Aufgabenbeschreibung –
Gib aus der Rezension zur Kapitalbeteiligung von Arbeitnehmern den Abschnitt von „Der Arbeitnehmer als“ bis einschließlich „300 Seiten gelesen.“ wortgetreu wieder.

Zitierter Text –
%%

Der Arbeitnehmer als Aktionär
Belegschaftsaktie, GmbH-Anteile, Mitarbeiterdarlehen: Wie können sich mehr Menschen am gesamtwirtschaftlichen Kapital beteiligen? Mit dieser Frage beschäftigen sich zwei Herausgeber und 26 weitere Autoren in einem Sammelband. Unser Autor hat sich durch die rund 300 Seiten gelesen.
Der unmittelbare Aufhänger für die Aktualität dieses Themas ist das in allen entwickelten Industrienationen zunehmende Auseinanderdriften der Markteinkommen. Vor allem der verstärkte Einsatz von Kapital und Technologie führt in Deutschland dazu, dass der Anteil der Arbeitseinkommen an der volkswirtschaftlichen Wertschöpfung sinkt (Kuhn, S. 140). Diese Entwicklung wäre unproblematisch, wenn der gesamtwirtschaftliche Kapitalstock einigermaßen gleichmäßig innerhalb der Bevölkerung verteilt wäre. Einkommensverluste, die die Bürger als Arbeitnehmer erleiden, könnten sie als Kapitaleigentümer ausgleichen. Tatsächlich ist die Vermögensverteilung in Deutschland jedoch sehr ungleich.
Eine breitere Verteilung des sachlichen Produktivvermögens innerhalb der Gesellschaft würde folglich helfen, die mit der Digitalisierung verbundene Wertschöpfung breiter zu verteilen (vgl. Kluge, S. 194). Die Ungleichheit der Einkommensverteilung, die der Markt hervorbringt, ließe sich so verringern. Zwar weist Jens Südekum zu Recht darauf hin, dass Roboter in Deutschland „bislang noch keine erbarmungslosen Jobkiller“ waren. Dennoch haben sie dazu beigetragen, dass die Einkommensungleichheit in Deutschland in den letzten Jahren gestiegen ist (Südekum, S. 98).

%%

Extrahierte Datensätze
%%

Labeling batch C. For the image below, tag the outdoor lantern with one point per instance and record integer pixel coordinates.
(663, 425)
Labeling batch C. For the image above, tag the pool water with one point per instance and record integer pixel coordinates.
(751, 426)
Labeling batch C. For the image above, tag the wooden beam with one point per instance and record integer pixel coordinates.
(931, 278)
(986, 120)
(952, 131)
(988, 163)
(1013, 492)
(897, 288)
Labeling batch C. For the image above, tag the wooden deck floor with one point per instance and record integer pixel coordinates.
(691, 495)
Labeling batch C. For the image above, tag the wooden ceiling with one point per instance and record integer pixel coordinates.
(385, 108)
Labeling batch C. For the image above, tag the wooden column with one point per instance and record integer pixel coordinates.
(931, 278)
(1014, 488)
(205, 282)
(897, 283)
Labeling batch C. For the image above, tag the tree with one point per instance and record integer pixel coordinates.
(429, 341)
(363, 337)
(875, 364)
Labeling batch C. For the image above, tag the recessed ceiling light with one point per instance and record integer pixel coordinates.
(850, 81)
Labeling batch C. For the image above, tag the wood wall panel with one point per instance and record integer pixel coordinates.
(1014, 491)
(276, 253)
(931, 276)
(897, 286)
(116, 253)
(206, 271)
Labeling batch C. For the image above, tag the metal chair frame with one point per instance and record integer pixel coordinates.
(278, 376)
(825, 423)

%%

Ergebnis –
Der Arbeitnehmer als Aktionär
Belegschaftsaktie, GmbH-Anteile, Mitarbeiterdarlehen: Wie können sich mehr Menschen am gesamtwirtschaftlichen Kapital beteiligen? Mit dieser Frage beschäftigen sich zwei Herausgeber und 26 weitere Autoren in einem Sammelband. Unser Autor hat sich durch die rund 300 Seiten gelesen.